**Set task 1**: Please give the rows again, everything from the line containing "point_to MUST indicate the garage" down to the end of the rows, swapping "with a pin" for "with a marker" and changing nothing else.

**Excerpt provided**:

By Laurie Thompson, Director of Programs, NADO Research Foundation
and Melissa Levy, Contributing Writer
In early June 2002, Agriculture Secretary Ann Veneman
declared 32 counties in Nebraska agricultural disasters.
Because of high winds, frost, hail, drought and
unseasonably cold spring temperatures over the past year,
farmers in these counties are eligible for emergency
loans. State officials have expressed concern that this
drought may be as severe as the drought of 2000, which
had a $1.1 billion negative impact on the state’s
economy.
In June 2002, Indiana Governor George Ryan announced that
his request to add five counties to the Federal Emergency
Management Agency’s (FEMA) list of counties eligible for
disaster assistance was approved. Storms, tornadoes and
floods that began in mid-April caused 38 of the state’s
counties to be eligible for assistance.

**Entries supplied**:
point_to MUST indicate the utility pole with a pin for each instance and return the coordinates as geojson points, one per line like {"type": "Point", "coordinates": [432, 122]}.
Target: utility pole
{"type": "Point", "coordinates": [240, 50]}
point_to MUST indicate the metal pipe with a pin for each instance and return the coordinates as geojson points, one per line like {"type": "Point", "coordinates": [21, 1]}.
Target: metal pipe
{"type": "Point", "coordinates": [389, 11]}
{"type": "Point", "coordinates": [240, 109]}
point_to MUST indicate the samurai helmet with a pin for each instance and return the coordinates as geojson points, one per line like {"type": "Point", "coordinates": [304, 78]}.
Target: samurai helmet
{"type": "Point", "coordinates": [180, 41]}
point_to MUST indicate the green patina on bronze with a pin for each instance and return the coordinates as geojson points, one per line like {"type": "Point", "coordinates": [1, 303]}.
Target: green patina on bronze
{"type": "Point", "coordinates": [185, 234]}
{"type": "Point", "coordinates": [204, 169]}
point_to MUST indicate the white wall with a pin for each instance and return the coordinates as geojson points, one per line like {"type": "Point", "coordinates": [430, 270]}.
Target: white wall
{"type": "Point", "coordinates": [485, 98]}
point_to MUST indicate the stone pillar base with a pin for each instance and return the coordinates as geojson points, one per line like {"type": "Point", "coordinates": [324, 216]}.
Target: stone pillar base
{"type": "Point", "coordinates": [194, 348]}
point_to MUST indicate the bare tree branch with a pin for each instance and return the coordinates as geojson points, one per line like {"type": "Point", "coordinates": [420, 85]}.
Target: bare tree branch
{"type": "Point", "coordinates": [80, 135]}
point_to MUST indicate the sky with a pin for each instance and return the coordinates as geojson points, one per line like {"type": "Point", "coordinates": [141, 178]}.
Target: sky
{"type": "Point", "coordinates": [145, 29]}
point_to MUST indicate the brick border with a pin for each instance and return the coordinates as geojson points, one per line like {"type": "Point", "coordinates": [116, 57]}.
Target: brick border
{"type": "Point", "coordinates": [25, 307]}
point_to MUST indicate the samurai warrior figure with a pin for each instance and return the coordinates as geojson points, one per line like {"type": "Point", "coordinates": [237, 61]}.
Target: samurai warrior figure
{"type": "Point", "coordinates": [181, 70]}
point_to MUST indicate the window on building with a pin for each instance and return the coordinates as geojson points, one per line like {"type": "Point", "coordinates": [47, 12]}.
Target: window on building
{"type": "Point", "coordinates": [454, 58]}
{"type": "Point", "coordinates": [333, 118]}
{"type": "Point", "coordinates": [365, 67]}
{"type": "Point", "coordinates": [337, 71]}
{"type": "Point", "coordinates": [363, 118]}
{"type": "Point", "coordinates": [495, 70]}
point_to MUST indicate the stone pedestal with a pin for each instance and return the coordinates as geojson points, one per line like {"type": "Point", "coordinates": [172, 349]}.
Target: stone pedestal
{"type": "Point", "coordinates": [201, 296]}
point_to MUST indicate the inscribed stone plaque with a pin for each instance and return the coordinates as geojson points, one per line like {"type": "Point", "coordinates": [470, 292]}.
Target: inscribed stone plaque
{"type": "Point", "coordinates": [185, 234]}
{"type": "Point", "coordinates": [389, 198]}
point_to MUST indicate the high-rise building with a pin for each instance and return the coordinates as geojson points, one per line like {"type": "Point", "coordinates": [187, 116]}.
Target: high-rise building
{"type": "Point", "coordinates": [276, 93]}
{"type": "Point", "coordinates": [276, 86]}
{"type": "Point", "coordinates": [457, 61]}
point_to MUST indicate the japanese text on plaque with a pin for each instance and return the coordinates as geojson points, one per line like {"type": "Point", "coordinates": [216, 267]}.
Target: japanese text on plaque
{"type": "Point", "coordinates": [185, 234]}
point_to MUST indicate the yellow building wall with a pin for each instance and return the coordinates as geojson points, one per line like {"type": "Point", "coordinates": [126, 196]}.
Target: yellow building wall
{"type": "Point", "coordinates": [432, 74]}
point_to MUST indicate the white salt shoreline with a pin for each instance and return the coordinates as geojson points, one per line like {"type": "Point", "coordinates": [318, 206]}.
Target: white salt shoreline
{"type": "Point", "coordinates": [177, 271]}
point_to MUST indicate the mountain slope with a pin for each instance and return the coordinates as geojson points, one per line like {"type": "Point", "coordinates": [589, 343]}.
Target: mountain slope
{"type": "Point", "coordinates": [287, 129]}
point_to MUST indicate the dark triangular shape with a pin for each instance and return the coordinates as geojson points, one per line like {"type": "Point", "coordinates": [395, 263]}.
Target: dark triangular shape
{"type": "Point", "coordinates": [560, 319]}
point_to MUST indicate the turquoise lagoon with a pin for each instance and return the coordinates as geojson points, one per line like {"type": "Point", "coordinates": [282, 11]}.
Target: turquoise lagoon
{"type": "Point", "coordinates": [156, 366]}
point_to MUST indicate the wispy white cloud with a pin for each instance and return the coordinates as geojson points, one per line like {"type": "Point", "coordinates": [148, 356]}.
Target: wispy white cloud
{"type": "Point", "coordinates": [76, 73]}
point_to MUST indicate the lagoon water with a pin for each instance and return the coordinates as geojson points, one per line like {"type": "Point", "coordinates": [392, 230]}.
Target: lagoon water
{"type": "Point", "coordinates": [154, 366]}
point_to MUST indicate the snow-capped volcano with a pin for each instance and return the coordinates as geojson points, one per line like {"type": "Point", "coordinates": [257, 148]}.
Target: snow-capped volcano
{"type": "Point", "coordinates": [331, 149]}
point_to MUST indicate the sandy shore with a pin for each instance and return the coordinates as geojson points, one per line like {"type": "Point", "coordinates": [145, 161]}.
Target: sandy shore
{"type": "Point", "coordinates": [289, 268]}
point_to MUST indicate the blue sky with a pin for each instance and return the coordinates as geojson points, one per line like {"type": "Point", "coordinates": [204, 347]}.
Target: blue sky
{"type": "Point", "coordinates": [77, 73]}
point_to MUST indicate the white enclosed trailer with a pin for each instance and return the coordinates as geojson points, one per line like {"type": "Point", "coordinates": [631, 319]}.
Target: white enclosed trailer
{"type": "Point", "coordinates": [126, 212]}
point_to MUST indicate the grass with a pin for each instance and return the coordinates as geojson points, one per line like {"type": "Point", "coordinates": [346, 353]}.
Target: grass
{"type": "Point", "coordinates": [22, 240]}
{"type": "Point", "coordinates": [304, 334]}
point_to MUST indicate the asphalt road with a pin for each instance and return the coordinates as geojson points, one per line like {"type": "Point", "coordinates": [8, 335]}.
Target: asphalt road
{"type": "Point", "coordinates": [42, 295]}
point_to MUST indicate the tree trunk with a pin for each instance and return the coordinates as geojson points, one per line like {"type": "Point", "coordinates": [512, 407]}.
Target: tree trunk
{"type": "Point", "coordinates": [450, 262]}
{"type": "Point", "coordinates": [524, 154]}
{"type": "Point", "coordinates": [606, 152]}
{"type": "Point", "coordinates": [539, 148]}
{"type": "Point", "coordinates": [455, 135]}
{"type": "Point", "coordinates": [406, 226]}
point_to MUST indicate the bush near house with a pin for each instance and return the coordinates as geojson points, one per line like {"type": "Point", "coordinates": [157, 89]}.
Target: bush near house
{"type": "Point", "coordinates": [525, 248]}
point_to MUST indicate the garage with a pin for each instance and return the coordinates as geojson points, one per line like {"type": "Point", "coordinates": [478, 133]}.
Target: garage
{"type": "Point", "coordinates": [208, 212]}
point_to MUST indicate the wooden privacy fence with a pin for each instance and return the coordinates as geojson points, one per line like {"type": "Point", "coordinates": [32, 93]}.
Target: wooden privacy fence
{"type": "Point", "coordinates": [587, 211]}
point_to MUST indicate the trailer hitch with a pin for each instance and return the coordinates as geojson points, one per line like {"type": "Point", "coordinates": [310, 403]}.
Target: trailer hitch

**Set task 2**: Carry on the report on the 2002 disaster declarations from the point where it stops.

**Final answer 1**:
point_to MUST indicate the garage with a marker for each instance and return the coordinates as geojson points, one per line like {"type": "Point", "coordinates": [478, 133]}.
Target: garage
{"type": "Point", "coordinates": [208, 212]}
point_to MUST indicate the wooden privacy fence with a marker for each instance and return the coordinates as geojson points, one per line like {"type": "Point", "coordinates": [32, 93]}.
Target: wooden privacy fence
{"type": "Point", "coordinates": [587, 211]}
point_to MUST indicate the trailer hitch with a marker for each instance and return the coordinates as geojson points, one per line like {"type": "Point", "coordinates": [310, 403]}.
Target: trailer hitch

**Final answer 2**:
The common denominator in these situations was the
weather. Weather can wreak havoc on the lives of
individuals, and can also drastically affect the nation’s
economy. The National Farmers Union reported that drought,
floods and other natural disasters devastated 1,500
counties in 2001. In that same year, $1.5 billion was
paid in claims to flood victims, with more than $1
billion for over 30,000 claims related to Tropical Storm
Allison alone.
The economic impacts of weather are often far-reaching
and long lasting. The National Oceanic and Atmospheric
Administration (NOAA) reports that 10 percent of
industries that contribute to the nation’s Gross Domestic
Product (GDP) are “weather and climate sensitive,”
including outdoor sports and recreation, construction,
energy distribution and agriculture. The percentage
nearly triples when industries that are indirectly
affected by climate and weather are considered. NOAA
estimates that almost 25 percent of the GDP totaling
$2.7 trillion, is impacted by weather and climate.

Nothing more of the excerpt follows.